### TASK TO CARRY OUT
Put the rows below, from the line containing "the sandal, which" through the last one, into a JSON list of strings with one string per line, leaving out blank lines.

### Dataset rows showing where objects appear
------------------------
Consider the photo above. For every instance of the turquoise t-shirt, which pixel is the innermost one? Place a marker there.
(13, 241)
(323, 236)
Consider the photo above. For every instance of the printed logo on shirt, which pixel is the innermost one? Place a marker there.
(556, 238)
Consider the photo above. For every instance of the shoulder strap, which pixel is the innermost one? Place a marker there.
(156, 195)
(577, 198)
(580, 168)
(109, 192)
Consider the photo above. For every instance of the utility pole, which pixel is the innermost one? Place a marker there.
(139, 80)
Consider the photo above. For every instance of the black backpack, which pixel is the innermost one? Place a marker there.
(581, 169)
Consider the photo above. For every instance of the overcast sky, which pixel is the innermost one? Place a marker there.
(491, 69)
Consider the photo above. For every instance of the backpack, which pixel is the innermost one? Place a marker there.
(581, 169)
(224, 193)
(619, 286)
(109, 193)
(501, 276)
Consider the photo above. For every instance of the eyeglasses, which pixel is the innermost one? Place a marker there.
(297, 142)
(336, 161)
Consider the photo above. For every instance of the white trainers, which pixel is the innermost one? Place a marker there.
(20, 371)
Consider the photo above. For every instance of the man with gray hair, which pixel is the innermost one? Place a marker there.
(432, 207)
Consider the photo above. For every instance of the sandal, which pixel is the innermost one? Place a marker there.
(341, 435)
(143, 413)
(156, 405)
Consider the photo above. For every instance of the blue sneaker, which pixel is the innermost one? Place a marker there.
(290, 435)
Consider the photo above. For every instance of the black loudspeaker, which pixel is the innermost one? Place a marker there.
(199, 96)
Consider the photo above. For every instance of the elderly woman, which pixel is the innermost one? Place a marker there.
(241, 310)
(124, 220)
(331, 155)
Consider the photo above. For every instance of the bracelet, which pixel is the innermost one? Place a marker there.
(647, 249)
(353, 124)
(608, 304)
------------------------
### RIGHT ANSWER
[
  "Consider the photo above. For every instance of the sandal, which pixel is the innermost one? Place a marker there.",
  "(341, 435)",
  "(143, 413)",
  "(156, 405)",
  "Consider the photo above. For every instance of the blue sneaker, which pixel is the innermost one? Place a marker there.",
  "(290, 435)",
  "Consider the photo above. For every instance of the black loudspeaker, which pixel is the innermost one? Place a marker there.",
  "(199, 96)",
  "Consider the photo above. For every instance of the elderly woman, which pixel is the innermost one? Place a marker there.",
  "(241, 310)",
  "(124, 220)",
  "(331, 155)",
  "Consider the photo above. For every instance of the bracelet, which pixel is the innermost one? Place a marker there.",
  "(647, 249)",
  "(353, 124)",
  "(608, 304)"
]